Could you work out how many lines in the material below hold the word "block"? Give only the number in reply.

********************

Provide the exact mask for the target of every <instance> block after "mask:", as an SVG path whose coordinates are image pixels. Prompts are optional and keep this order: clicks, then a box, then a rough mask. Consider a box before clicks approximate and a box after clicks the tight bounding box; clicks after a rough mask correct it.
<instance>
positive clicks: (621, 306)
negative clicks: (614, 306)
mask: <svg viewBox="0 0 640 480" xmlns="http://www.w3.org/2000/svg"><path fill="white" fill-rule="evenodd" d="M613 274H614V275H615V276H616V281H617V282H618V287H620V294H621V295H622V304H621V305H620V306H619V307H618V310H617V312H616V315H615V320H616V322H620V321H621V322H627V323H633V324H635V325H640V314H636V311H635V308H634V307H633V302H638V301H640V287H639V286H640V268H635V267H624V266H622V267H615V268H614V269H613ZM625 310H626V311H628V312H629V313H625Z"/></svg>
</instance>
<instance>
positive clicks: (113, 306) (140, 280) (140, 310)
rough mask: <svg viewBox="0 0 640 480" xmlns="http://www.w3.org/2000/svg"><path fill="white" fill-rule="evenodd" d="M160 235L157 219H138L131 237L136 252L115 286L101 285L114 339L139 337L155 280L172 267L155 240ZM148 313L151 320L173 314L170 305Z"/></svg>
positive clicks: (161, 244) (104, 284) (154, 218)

********************

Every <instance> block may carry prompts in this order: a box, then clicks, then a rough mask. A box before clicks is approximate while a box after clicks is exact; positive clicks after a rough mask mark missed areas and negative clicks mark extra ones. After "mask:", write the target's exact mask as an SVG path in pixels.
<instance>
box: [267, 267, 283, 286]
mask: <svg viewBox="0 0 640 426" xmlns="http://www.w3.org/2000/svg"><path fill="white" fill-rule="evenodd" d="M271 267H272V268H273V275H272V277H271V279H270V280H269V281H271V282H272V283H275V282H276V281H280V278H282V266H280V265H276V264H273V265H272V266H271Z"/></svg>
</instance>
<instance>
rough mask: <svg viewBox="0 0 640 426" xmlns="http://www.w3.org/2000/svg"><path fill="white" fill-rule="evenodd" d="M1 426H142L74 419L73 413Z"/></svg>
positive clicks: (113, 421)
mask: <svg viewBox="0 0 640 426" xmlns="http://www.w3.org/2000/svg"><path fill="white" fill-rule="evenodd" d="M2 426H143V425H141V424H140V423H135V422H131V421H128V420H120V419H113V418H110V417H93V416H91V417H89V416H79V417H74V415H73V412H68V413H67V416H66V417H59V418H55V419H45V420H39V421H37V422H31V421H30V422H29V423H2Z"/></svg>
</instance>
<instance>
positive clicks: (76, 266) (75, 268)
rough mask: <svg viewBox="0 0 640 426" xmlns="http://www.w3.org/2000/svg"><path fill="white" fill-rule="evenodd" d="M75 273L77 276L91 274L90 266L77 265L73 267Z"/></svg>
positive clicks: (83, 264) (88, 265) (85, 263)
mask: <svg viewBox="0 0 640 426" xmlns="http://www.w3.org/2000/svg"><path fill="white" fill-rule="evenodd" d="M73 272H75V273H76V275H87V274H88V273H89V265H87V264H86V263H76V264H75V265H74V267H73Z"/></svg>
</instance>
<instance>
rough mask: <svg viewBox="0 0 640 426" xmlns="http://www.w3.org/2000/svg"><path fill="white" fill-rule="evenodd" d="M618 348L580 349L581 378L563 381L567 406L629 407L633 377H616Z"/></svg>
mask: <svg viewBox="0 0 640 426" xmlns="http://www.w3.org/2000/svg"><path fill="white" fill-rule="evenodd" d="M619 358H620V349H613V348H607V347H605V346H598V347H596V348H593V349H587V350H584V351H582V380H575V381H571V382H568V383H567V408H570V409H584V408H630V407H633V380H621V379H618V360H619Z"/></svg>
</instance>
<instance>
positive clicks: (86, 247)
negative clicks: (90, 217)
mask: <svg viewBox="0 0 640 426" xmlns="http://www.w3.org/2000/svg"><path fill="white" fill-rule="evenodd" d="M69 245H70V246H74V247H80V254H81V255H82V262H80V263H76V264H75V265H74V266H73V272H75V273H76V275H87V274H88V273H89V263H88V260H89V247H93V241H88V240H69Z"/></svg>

********************

Solution ::
2